[Point localization data]
/---

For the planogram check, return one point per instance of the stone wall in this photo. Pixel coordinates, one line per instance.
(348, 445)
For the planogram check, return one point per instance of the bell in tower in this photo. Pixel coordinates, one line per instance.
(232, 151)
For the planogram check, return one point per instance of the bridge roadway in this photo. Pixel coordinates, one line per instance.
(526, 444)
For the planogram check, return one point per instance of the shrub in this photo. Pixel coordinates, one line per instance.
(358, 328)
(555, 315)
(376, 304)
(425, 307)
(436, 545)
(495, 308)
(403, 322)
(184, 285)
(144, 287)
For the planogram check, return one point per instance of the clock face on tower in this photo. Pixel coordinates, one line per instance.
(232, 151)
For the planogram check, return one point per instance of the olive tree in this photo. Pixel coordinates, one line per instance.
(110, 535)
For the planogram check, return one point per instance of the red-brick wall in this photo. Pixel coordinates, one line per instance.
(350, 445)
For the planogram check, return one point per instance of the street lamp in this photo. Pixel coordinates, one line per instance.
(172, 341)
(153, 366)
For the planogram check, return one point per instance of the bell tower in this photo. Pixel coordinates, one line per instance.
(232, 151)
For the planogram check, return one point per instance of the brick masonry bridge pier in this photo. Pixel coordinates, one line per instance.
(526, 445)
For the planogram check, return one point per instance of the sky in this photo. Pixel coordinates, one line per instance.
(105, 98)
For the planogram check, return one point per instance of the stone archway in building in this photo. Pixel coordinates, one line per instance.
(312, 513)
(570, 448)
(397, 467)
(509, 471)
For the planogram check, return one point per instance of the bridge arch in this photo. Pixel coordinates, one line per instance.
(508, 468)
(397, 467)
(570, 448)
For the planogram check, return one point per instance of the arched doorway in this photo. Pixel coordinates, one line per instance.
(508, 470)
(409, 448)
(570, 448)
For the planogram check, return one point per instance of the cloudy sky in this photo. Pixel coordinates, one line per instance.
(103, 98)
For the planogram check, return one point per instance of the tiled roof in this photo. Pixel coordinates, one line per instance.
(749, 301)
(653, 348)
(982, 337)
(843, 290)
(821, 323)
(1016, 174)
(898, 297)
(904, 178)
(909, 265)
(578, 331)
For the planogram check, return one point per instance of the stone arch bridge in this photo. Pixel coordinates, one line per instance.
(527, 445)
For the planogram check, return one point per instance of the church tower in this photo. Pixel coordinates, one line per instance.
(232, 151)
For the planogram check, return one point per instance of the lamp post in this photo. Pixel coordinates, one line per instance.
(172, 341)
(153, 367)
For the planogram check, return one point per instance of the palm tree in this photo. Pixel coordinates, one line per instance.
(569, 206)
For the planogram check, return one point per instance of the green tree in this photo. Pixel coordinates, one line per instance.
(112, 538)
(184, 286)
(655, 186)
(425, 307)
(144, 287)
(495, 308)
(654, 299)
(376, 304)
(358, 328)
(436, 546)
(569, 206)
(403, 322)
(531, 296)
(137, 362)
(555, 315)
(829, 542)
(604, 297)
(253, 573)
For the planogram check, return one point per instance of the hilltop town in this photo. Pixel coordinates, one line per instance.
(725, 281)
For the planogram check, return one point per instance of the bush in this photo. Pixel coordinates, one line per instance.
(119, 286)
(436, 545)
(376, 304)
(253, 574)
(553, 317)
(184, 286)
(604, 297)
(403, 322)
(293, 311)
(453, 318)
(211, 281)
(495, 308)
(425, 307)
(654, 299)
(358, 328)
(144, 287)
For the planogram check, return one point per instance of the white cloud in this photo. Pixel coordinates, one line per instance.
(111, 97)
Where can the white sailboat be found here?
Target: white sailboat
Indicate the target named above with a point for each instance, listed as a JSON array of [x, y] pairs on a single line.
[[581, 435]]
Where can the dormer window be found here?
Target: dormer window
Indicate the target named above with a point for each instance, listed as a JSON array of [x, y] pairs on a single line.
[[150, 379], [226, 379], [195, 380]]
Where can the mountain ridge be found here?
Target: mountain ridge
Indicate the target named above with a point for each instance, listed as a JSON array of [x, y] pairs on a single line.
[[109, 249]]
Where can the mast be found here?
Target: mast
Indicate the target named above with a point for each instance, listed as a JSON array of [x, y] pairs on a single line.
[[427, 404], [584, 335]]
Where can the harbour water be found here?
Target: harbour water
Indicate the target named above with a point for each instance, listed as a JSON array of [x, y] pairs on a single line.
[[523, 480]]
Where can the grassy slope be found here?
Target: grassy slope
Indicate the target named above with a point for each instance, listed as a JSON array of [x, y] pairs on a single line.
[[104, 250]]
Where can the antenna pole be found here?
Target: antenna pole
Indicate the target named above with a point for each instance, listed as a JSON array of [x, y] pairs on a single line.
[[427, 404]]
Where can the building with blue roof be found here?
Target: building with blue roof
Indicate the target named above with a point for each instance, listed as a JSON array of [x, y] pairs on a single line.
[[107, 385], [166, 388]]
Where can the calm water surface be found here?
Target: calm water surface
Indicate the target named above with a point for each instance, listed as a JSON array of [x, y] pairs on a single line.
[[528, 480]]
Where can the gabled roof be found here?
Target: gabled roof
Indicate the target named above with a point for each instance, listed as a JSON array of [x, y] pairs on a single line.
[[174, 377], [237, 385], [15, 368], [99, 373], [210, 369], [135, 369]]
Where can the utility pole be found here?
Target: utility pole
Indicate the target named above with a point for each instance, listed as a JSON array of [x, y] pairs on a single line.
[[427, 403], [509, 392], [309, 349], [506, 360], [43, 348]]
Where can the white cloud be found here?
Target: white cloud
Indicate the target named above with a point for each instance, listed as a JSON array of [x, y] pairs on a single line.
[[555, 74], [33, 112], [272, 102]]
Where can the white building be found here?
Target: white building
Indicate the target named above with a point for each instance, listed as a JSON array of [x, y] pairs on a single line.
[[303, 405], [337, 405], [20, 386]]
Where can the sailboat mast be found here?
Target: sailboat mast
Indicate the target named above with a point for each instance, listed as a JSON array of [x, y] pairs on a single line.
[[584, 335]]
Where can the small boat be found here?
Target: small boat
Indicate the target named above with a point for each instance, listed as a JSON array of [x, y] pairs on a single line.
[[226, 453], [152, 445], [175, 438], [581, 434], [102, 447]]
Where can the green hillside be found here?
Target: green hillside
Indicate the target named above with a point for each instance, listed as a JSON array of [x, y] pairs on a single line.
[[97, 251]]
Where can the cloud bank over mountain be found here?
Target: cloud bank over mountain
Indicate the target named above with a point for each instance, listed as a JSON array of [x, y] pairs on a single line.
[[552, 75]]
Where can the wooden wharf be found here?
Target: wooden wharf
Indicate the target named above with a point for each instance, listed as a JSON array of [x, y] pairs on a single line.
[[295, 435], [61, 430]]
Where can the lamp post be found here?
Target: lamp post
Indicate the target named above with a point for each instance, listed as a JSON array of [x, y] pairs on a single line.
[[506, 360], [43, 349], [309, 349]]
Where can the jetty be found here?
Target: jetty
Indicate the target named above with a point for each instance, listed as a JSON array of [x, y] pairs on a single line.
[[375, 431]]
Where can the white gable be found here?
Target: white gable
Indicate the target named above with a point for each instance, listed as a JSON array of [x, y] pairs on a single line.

\---

Exercise requirements: Nothing may be dropped or altered. Copy every line above.

Reply:
For the planogram check, return one point per instance of the stone wall in this photo. Pixel coordinates, one line per instance.
(348, 445)
For the planogram check, return one point per instance of the bell in tower in this photo. Pixel coordinates, one line per instance.
(232, 151)
For the planogram check, return one point per instance of the bridge roadway in this photo. Pixel coordinates, one line per instance.
(526, 444)
For the planogram check, return one point per instance of the shrub in this photo. Pixel coordinates, one line per instance.
(358, 328)
(555, 315)
(376, 304)
(425, 307)
(436, 545)
(495, 308)
(403, 322)
(184, 285)
(144, 287)
For the planogram check, return one point per instance of the clock face on tower in this photo. Pixel coordinates, one line per instance.
(232, 151)
For the planogram check, return one point per instance of the olive tree in this photo. Pixel coordinates, one line per instance.
(110, 535)
For the planogram check, return one point per instance of the red-brick wall in this photo. Pixel coordinates, one line per instance.
(350, 445)
For the planogram check, return one point per instance of the street lamp in this photo. Pixel coordinates, one line per instance.
(172, 341)
(153, 366)
For the planogram check, return one point per instance of the bell tower in this photo. Pixel coordinates, one line per instance.
(232, 151)
For the planogram check, return one point per instance of the brick masonry bridge pier in this photo. Pixel coordinates, one line per instance.
(526, 445)
For the planogram check, return one point per instance of the sky in this photo. Pixel coordinates, one line per instance.
(105, 98)
For the planogram check, return one point per instance of the stone archway in building in this photo. Pixel coordinates, one line per instance.
(312, 513)
(570, 448)
(397, 467)
(509, 471)
For the planogram check, return one point per instance of the bridge arch in this photo. Pixel coordinates, one line per instance.
(508, 468)
(397, 467)
(570, 448)
For the planogram check, return one point per instance of the arched doorway in this photo. Pixel coordinates, one line per instance.
(508, 470)
(409, 448)
(570, 448)
For the planogram check, return one point per instance of the cloudy sky in this photo. Pixel coordinates, one line per instance.
(103, 98)
For the planogram check, return one point per instance of the tiled roof in this photo. Pixel coordinates, one line per instance.
(749, 301)
(653, 348)
(982, 337)
(843, 290)
(821, 323)
(1016, 174)
(898, 297)
(904, 178)
(909, 265)
(578, 331)
For the planogram check, return one point per instance of the stone arch bridge in this photo. Pixel coordinates, one line per instance.
(527, 445)
For the planogram check, return one point per instance of the church tower in this photo. Pixel coordinates, one line per instance.
(232, 151)
For the planogram check, return one point per instance of the lamp post in this photo. Pixel coordinates, one line per instance.
(172, 341)
(153, 367)
For the planogram check, return one point per instance of the palm tree in this photo. Pixel coordinates, one line per instance.
(569, 206)
For the planogram check, return one point per instance of the green tree in this photo. Pixel coordinates, one line per instance.
(112, 538)
(184, 286)
(655, 186)
(425, 307)
(144, 287)
(495, 308)
(654, 299)
(376, 304)
(358, 328)
(436, 546)
(569, 206)
(403, 322)
(531, 296)
(137, 362)
(555, 315)
(829, 542)
(604, 297)
(253, 573)
For the planogram check, return one point per instance of the hilltop town in this photo. Pixel coordinates, one line per instance.
(725, 281)
For the planogram check, return one point per instance of the bush in this photo. Pixel coordinates, one line per instance.
(119, 286)
(436, 545)
(376, 304)
(253, 574)
(553, 317)
(184, 286)
(604, 297)
(403, 322)
(293, 311)
(453, 318)
(211, 281)
(495, 308)
(425, 307)
(654, 299)
(358, 328)
(144, 287)
For the planogram check, return one point per instance of the white cloud in this photo. Pixel coordinates, one line per instance.
(111, 97)
Where can the white sailboat be found here?
Target: white sailboat
Indicate the target named above with a point for each instance, listed as a JSON array of [x, y] pairs on a single line.
[[581, 435]]
Where can the dormer window be found here?
Target: dormer window
Indicate the target named above with a point for each instance, listed as a JSON array of [x, y] pairs on a single line.
[[150, 379], [226, 379], [195, 380]]
Where can the mountain ridge be found here?
Target: mountain ridge
Indicate the target named above with a point for each instance, listed as a JSON array of [x, y] pairs on a single line.
[[109, 249]]
Where can the mast be found here?
Target: mast
Indicate the target named above with a point for each instance, listed as a JSON array of [x, y] pairs on a single line.
[[427, 404], [584, 335]]
Where can the harbour water be found here?
Target: harbour water
Indicate the target named above with a point for each instance, listed as a JSON array of [x, y] pairs on a single line.
[[523, 480]]
Where can the grassy slope be found here?
Target: grassy slope
Indicate the target named above with a point for each instance, listed as a JSON array of [x, y] pairs on a single line.
[[104, 250]]
Where can the antenna pole be found here?
Target: antenna pole
Indicate the target named above with a point for each instance, listed as a JSON array of [x, y] pairs on a single line.
[[427, 404]]
Where can the building with blue roof be found here?
Target: building with blue roof
Indicate the target named above with a point for each instance, listed as a JSON array of [x, y] pairs on a single line.
[[107, 385], [166, 388]]
Where can the calm water surface be found here?
Target: calm water surface
Indicate the target named above with a point for each instance, listed as a JSON array of [x, y] pairs on a single line.
[[528, 480]]
Where can the gabled roof be found here?
Target: gabled roof
Indicate the target named above with a point for each instance, listed as a JSON array of [x, y] pairs on a single line.
[[174, 377], [237, 385], [15, 368], [99, 373], [210, 369], [135, 369]]
Where can the utility pole be found here?
Target: utility pole
Indicate the target named above with a point for each instance, listed as a JSON array of [x, y] pairs on a single line.
[[427, 403], [509, 392], [309, 349], [506, 360], [43, 348]]
Where can the white cloud be found here?
Target: white cloud
Indicate the target named above with a point for each instance, listed as a JSON array of [x, y] pairs on a single line.
[[555, 74], [33, 112], [272, 102]]
Where can the white building be found here?
Target: white building
Indicate the target named above with a point for each instance, listed as a JSON array of [x, y] pairs on a single line.
[[303, 405], [337, 405], [20, 386]]
Where can the sailboat mast be found here?
Target: sailboat mast
Indicate the target named above with a point for each instance, listed as a JSON array of [x, y] pairs on a single line.
[[584, 335]]
Where can the small boat be found here?
Target: small boat
Indicate the target named above with a point for each instance, listed as a JSON array of [x, y] pairs on a single line.
[[226, 453], [152, 445], [175, 438], [581, 434], [102, 447]]
Where can the green hillside be found here?
Target: green hillside
Indicate the target named above with a point for each instance, listed as a JSON array of [x, y] pairs on a single line.
[[97, 251]]
Where can the cloud bank over mountain be found here?
Target: cloud bank over mountain
Indicate the target named above with a point for each instance, listed as a JSON array of [x, y] pairs on a single line.
[[552, 75]]
Where can the wooden wharf be found here?
Target: wooden wharf
Indicate the target named above with a point for each instance, listed as a JSON array of [x, y] pairs on a single line.
[[295, 435], [61, 430]]
Where can the lamp post be found here?
Target: lamp post
Indicate the target named above with a point for each instance, listed as a JSON array of [x, y] pairs on a single line.
[[506, 360], [43, 349], [309, 349]]
Where can the jetty be found here?
Target: jetty
Indicate the target named above with a point for each instance, listed as a JSON array of [x, y] pairs on a single line.
[[375, 431]]
Where can the white gable be found here?
Target: white gable
Indicate the target named above with a point for each instance, listed as a JSON array of [x, y] pairs on a single line.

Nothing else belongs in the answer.